* **WHAT NEEDS TO BE DONE**:
Reproduce the data below verbatim from the line containing "of the shelf" through its final line, and produce nothing more.

Dataset records
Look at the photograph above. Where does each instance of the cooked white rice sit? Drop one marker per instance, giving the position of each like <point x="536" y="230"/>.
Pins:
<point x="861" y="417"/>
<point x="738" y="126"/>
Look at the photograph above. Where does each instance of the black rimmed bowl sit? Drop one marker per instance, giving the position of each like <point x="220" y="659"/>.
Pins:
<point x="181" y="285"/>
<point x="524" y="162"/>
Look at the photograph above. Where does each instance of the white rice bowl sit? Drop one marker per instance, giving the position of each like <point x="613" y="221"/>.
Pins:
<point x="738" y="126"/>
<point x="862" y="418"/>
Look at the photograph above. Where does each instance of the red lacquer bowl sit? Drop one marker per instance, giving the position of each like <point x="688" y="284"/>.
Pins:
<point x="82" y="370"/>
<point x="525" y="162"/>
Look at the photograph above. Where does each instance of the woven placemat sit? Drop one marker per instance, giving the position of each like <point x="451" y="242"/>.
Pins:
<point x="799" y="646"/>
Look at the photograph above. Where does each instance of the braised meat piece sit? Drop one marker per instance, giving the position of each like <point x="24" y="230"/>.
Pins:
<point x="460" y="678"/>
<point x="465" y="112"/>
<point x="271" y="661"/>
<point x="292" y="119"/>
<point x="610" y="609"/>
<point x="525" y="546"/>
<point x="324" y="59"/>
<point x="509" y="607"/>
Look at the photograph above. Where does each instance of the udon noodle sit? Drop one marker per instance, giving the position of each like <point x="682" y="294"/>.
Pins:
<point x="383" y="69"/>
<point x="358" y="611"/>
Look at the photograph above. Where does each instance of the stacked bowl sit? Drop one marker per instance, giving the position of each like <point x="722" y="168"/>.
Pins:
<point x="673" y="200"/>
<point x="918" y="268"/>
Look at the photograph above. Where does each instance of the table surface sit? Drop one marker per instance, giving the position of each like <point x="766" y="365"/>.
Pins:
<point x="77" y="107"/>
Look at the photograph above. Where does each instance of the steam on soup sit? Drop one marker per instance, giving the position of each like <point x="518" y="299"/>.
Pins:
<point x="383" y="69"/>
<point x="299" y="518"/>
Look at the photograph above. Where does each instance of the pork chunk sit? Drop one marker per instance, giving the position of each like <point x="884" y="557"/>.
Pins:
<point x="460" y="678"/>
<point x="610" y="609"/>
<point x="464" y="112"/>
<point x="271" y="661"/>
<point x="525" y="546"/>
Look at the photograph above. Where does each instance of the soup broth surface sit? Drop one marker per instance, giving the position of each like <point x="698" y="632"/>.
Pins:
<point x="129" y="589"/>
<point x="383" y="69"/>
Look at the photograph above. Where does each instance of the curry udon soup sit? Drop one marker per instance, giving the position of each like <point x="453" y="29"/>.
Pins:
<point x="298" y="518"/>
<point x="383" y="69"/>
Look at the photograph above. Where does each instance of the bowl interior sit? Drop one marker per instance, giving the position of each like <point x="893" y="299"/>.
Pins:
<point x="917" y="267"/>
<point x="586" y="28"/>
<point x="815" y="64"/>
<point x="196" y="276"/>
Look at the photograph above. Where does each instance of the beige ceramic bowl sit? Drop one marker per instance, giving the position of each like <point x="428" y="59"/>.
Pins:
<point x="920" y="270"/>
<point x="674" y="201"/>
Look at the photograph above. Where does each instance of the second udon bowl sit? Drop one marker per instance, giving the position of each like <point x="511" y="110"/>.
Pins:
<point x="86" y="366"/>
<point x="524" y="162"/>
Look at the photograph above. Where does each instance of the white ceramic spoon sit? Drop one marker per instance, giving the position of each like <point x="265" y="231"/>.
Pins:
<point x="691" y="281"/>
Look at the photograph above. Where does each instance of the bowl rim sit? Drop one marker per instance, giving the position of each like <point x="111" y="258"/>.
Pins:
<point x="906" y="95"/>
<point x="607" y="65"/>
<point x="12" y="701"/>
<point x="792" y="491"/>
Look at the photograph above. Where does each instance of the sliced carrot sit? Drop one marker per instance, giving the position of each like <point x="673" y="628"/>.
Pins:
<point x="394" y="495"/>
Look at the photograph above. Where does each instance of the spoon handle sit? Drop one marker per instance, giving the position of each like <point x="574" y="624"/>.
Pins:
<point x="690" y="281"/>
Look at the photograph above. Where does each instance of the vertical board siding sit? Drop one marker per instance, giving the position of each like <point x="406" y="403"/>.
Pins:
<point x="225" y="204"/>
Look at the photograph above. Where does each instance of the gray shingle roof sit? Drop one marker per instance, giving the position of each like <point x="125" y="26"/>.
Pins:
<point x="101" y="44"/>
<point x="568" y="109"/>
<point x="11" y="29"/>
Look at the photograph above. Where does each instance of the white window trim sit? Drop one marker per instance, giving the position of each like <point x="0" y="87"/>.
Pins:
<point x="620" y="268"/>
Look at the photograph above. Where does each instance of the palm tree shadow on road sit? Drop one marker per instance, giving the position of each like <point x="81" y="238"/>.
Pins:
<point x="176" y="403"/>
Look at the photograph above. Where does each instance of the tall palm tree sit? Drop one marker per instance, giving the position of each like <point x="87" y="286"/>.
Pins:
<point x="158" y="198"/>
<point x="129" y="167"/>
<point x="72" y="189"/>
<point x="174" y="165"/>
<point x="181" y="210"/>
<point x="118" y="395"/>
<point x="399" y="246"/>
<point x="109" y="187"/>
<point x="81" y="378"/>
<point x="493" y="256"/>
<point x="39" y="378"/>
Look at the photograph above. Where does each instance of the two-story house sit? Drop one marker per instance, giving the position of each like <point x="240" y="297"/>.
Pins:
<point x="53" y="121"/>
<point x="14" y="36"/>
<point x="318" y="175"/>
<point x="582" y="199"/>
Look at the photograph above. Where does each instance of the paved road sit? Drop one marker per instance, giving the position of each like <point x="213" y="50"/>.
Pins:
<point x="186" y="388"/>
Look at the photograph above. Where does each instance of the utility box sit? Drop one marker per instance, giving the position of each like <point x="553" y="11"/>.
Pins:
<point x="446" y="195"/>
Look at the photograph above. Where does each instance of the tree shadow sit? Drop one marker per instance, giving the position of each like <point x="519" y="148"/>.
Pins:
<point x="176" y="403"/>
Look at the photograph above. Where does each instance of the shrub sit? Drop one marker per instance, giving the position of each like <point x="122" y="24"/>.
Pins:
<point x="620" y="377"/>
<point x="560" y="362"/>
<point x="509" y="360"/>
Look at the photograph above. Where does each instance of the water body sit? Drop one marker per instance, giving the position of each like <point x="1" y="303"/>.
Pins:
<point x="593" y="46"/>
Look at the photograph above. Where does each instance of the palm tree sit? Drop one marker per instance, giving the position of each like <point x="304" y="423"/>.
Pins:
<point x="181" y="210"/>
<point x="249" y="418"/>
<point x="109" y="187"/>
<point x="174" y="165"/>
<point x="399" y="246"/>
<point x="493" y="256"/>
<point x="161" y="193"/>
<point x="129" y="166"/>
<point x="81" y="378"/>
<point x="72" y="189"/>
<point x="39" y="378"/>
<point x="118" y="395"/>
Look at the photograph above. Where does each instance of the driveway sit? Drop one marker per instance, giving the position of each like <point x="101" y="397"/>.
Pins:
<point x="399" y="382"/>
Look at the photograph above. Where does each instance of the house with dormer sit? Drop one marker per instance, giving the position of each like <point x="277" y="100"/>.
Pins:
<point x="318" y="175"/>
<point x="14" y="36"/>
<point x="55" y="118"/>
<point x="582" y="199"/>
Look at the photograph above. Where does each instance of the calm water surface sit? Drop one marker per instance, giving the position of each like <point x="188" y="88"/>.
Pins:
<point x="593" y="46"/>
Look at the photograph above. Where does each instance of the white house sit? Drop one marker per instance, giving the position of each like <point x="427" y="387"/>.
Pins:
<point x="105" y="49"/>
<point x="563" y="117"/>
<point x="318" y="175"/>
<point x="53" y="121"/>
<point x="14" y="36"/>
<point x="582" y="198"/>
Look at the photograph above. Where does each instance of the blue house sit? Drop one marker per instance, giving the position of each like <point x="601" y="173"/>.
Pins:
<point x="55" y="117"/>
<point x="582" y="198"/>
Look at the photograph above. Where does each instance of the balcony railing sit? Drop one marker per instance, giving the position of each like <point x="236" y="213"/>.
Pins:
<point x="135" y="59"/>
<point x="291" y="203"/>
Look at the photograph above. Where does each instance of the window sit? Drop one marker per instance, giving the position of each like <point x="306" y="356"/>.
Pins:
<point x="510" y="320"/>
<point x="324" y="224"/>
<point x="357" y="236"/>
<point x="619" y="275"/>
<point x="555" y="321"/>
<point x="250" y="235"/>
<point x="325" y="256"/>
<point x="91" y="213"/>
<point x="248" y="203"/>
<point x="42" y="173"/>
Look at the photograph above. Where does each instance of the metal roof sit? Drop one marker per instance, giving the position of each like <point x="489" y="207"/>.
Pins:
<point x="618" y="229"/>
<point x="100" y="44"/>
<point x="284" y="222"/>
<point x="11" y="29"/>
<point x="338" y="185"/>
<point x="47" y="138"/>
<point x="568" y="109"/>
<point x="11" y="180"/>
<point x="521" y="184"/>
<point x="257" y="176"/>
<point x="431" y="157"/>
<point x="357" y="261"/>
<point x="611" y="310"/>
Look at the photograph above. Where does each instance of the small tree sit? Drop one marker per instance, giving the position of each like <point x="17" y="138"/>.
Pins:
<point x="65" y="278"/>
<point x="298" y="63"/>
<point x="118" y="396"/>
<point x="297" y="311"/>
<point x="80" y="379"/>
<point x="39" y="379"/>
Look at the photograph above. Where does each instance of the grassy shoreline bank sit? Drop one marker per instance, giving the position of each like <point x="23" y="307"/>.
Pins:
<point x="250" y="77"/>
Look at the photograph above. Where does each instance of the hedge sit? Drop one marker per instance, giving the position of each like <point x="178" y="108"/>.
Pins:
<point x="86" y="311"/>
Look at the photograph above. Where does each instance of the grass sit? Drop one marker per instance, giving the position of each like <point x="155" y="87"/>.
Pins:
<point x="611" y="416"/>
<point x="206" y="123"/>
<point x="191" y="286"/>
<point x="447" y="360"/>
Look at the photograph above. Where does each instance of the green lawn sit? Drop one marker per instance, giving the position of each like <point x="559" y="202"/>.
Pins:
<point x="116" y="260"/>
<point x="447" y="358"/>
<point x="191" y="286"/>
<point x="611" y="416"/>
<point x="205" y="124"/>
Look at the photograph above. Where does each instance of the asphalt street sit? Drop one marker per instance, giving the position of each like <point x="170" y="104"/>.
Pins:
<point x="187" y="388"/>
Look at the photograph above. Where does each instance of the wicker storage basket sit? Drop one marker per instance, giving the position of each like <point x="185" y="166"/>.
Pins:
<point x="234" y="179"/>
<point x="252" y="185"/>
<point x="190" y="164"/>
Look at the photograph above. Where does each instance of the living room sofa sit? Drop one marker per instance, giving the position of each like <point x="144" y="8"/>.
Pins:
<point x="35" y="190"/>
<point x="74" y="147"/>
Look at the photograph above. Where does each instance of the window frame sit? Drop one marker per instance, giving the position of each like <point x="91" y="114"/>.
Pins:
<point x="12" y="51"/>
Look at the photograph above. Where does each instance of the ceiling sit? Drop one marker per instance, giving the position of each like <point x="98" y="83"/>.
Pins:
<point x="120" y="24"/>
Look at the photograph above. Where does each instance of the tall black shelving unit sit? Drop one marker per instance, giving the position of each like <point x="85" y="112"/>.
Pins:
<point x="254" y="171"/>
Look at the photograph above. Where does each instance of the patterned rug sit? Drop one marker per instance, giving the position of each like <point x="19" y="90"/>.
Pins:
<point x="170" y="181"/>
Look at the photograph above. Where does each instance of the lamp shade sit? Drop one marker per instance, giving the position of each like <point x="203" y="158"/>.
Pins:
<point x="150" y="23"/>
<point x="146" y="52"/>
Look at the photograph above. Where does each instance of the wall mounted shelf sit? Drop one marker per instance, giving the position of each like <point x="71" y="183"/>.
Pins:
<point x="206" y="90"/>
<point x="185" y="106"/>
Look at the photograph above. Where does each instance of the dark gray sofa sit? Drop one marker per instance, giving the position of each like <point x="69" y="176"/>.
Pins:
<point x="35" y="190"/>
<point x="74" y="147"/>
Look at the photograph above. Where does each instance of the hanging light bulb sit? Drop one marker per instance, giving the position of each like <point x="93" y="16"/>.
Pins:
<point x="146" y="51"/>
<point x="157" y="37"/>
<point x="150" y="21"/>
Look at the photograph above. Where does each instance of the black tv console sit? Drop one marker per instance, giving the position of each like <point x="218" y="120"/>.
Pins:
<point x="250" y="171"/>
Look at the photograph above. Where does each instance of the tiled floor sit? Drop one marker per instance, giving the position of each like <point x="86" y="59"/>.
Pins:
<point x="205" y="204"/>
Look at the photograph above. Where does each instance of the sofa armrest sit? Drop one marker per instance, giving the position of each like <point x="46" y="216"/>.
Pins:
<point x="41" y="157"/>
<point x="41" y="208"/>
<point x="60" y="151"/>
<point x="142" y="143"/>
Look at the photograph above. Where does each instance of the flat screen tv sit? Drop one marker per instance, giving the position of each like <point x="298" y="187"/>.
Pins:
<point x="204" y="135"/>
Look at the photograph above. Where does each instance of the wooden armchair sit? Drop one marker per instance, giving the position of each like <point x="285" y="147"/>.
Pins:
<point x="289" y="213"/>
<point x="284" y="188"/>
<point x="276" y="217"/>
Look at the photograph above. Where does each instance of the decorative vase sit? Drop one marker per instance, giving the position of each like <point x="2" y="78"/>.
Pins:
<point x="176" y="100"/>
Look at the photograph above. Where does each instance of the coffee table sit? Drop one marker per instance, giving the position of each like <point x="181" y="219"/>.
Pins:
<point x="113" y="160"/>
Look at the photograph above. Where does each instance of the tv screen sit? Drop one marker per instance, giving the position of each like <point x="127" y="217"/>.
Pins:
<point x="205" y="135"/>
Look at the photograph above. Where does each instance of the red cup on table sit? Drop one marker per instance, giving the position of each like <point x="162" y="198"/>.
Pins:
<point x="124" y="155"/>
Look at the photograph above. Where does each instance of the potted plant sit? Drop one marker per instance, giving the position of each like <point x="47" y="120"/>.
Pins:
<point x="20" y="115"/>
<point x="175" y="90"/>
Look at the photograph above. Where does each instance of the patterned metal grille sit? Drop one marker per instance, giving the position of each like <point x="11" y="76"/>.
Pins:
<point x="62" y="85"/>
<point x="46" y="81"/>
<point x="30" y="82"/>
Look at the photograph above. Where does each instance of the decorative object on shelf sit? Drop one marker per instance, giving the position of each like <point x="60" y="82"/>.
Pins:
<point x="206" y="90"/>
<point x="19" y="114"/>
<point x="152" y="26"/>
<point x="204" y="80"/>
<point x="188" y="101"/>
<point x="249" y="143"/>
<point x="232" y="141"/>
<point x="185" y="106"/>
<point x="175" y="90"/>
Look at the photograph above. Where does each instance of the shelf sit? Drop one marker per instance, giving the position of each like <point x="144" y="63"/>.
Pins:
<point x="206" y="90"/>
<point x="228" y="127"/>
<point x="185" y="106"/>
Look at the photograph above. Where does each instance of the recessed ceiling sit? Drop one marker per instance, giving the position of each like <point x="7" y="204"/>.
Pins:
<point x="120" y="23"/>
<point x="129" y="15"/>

* **FINAL RESULT**:
Look at the photograph above. Where does each instance of the shelf sit? Drop one marker per instance, giving the position of each like <point x="144" y="63"/>.
Pins:
<point x="206" y="90"/>
<point x="228" y="127"/>
<point x="185" y="106"/>
Look at the photograph above. Where does each instance of the recessed ceiling sit? Drop one marker per instance, giving the position of each like <point x="7" y="204"/>.
Pins:
<point x="120" y="23"/>
<point x="129" y="15"/>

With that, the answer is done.